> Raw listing
+++

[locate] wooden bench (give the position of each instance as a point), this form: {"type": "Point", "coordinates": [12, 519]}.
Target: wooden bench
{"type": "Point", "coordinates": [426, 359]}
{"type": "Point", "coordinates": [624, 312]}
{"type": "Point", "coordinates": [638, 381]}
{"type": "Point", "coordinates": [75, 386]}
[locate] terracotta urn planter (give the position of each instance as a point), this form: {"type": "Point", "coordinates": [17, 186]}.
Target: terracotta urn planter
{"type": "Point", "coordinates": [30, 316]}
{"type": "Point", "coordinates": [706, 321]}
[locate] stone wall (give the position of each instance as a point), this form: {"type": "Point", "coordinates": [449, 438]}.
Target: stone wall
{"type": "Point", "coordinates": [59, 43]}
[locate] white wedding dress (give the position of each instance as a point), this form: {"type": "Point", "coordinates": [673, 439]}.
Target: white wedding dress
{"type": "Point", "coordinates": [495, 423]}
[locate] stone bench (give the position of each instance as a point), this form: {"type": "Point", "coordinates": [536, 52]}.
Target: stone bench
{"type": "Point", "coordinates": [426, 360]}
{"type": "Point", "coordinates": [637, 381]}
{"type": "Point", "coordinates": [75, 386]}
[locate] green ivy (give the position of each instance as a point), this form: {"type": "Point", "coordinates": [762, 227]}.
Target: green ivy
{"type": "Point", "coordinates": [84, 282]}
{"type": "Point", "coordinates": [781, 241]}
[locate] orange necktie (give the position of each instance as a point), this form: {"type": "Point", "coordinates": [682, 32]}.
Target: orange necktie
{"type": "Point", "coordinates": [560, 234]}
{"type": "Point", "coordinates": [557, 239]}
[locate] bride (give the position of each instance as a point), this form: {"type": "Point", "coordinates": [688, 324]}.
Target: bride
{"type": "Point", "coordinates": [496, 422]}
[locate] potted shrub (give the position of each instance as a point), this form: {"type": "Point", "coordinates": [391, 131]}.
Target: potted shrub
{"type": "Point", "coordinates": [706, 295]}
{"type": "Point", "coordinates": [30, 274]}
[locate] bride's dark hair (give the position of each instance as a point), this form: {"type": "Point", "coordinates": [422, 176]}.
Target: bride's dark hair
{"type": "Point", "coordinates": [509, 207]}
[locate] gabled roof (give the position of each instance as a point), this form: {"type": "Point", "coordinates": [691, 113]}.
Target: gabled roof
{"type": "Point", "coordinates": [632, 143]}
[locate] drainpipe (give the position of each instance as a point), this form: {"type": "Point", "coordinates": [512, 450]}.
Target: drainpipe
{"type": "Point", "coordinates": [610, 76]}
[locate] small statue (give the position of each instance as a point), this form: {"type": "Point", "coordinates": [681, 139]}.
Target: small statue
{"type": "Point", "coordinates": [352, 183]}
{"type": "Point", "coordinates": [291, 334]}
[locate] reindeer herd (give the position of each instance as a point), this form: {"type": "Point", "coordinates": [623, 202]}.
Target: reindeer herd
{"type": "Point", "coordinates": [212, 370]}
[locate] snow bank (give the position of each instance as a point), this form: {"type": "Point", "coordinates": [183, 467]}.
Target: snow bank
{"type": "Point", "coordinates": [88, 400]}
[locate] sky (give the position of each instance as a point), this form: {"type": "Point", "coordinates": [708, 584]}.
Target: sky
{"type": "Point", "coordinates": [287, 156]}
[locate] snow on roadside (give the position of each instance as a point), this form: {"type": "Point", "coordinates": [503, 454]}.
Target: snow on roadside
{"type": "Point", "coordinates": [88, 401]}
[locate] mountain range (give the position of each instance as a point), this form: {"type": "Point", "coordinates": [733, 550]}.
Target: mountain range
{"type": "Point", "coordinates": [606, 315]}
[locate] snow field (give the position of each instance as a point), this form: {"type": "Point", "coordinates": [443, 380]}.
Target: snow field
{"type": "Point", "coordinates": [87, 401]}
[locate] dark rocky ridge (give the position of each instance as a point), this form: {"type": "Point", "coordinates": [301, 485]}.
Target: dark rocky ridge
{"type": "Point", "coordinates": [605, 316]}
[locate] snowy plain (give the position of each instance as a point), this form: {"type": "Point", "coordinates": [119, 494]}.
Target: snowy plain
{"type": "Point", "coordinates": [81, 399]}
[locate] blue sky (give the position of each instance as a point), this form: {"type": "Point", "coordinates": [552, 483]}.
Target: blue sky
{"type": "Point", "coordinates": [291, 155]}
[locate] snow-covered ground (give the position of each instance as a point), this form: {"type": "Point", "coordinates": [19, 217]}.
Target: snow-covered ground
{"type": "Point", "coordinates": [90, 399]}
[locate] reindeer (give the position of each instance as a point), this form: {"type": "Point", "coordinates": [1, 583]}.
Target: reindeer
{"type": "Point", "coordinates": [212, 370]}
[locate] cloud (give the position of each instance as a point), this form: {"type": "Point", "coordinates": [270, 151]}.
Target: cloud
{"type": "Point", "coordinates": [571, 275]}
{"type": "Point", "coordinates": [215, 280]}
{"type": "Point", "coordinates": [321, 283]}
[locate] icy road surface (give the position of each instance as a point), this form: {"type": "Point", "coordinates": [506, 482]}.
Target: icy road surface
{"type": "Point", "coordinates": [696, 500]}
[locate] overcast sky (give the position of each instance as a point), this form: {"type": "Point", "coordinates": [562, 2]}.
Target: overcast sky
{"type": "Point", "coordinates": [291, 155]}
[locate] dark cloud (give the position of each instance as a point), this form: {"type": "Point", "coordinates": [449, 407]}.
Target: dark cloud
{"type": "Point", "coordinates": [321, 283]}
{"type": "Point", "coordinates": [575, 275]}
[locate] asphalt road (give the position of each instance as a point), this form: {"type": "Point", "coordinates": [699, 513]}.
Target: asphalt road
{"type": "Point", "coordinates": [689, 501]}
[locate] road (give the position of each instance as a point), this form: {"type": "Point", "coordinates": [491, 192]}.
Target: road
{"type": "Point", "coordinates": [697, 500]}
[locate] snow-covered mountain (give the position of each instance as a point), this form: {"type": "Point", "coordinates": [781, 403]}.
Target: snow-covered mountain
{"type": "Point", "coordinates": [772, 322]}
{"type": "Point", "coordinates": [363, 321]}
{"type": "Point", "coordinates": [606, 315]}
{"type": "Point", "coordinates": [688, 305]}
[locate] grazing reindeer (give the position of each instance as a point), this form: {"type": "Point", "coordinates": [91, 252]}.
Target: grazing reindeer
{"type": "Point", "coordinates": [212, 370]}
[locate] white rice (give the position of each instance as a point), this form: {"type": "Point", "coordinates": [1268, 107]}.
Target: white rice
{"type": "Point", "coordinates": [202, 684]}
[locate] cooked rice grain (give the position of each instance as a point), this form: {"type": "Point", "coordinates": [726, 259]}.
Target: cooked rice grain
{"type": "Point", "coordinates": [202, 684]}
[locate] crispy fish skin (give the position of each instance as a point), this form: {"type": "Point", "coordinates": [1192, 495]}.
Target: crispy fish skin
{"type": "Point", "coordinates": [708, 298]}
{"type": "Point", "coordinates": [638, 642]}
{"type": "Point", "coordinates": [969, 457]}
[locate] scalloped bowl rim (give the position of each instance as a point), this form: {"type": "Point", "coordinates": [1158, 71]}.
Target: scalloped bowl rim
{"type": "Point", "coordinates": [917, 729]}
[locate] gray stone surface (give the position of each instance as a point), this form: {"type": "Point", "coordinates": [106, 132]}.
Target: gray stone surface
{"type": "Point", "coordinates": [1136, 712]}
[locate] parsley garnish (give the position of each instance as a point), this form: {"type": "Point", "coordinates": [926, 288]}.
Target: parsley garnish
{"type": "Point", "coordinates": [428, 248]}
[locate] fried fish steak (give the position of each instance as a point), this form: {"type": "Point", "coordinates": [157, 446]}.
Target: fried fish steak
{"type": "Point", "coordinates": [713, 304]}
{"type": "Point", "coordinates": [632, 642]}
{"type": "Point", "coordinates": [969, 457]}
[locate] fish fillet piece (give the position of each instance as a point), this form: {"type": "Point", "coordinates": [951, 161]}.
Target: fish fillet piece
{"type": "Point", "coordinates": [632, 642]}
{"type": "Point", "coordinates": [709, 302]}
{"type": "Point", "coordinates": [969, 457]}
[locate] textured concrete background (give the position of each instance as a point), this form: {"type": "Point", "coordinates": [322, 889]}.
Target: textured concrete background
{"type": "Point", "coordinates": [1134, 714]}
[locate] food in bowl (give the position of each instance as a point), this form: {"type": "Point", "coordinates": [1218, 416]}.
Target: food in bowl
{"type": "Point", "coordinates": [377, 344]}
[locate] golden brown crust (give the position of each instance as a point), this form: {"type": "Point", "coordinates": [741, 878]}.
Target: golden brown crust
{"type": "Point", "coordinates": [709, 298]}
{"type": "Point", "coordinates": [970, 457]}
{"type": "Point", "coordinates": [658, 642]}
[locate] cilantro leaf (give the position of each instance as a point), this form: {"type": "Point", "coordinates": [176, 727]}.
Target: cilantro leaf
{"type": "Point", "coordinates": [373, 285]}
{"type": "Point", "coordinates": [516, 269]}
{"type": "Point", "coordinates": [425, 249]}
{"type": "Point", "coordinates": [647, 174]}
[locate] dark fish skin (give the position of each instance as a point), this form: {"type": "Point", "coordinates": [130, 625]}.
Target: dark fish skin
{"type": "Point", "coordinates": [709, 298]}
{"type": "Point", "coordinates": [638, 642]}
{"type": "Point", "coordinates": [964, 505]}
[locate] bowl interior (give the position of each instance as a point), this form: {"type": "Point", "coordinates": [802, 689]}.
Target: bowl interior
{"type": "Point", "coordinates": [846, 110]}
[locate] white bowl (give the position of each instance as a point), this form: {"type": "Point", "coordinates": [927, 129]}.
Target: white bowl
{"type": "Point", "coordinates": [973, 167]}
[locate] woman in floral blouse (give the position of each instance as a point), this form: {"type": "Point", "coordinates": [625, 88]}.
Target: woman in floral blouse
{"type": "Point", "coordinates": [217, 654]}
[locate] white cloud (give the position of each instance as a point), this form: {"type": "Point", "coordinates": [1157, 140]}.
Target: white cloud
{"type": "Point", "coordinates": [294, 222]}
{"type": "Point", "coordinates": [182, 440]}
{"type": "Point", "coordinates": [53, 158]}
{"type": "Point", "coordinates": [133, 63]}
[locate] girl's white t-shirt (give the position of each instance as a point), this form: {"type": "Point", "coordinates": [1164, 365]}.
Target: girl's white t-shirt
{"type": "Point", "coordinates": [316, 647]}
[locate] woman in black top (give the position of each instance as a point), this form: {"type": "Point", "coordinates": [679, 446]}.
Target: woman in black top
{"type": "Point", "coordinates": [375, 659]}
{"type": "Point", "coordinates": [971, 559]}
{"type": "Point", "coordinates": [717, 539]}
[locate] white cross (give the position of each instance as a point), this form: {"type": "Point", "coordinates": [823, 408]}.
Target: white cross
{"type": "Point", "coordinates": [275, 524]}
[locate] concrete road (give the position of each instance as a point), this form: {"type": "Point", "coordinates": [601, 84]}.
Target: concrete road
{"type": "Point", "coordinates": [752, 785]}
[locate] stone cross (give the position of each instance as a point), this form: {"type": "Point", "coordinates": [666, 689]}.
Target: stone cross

+++

Please give the stretch of the listing from the line containing "[locate] white cloud" through the end again, changing every "concrete road" to "paved road" and leaving all else unchanged.

[locate] white cloud (give the position of each instance as a point), this form: {"type": "Point", "coordinates": [1157, 140]}.
Target: white cloud
{"type": "Point", "coordinates": [294, 222]}
{"type": "Point", "coordinates": [182, 440]}
{"type": "Point", "coordinates": [53, 158]}
{"type": "Point", "coordinates": [133, 63]}
[locate] girl's white t-shirt (give the position of each instance as a point), this form: {"type": "Point", "coordinates": [1164, 365]}.
Target: girl's white t-shirt
{"type": "Point", "coordinates": [316, 647]}
[locate] woman in black top (give the position of each instance as a point), this form: {"type": "Point", "coordinates": [679, 446]}.
Target: woman in black top
{"type": "Point", "coordinates": [375, 659]}
{"type": "Point", "coordinates": [971, 559]}
{"type": "Point", "coordinates": [717, 539]}
[locate] white cross (give the position of each instance as a point), this form: {"type": "Point", "coordinates": [823, 408]}.
Target: white cross
{"type": "Point", "coordinates": [275, 524]}
[locate] paved road (give the position of each instance as a point), this form: {"type": "Point", "coordinates": [601, 84]}.
Target: paved road
{"type": "Point", "coordinates": [752, 785]}
[locate] stone cross (give the position of each instance as a point), this form: {"type": "Point", "coordinates": [666, 689]}.
Target: stone cross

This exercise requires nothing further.